Exercise prompt: Count the lines in the records below that contain the word "water". Case counts, and your reply should be only the number.

-- START OF Material for the task --

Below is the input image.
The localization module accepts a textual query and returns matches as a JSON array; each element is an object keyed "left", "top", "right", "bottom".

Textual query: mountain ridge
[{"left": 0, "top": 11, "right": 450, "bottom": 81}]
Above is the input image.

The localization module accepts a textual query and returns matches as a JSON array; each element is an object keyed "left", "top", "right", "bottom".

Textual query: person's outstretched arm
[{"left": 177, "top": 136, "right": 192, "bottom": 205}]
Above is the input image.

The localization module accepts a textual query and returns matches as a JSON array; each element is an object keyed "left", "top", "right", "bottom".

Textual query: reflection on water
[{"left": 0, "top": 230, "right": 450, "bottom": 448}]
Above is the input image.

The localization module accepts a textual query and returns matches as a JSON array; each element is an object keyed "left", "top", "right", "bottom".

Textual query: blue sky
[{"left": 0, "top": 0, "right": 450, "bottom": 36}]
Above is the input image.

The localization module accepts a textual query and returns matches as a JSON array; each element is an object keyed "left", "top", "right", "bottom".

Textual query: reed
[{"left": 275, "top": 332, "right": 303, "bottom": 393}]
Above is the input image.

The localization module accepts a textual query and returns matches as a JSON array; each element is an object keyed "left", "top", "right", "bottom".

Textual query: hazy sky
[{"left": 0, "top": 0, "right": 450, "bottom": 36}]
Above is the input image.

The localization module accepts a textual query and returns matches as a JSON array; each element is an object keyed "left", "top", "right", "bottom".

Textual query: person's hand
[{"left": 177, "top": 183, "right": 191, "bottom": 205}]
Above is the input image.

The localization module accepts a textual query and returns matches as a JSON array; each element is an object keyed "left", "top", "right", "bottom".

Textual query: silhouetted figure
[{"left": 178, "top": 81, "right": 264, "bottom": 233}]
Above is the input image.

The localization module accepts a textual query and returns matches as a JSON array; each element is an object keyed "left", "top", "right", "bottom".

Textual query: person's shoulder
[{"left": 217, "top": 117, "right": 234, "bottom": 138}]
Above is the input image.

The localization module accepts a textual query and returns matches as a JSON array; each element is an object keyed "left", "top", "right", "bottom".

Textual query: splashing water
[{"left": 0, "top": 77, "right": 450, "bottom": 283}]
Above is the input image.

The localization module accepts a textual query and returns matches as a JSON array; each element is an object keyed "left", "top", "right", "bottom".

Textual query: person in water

-- END OF Material for the task --

Exercise answer: 3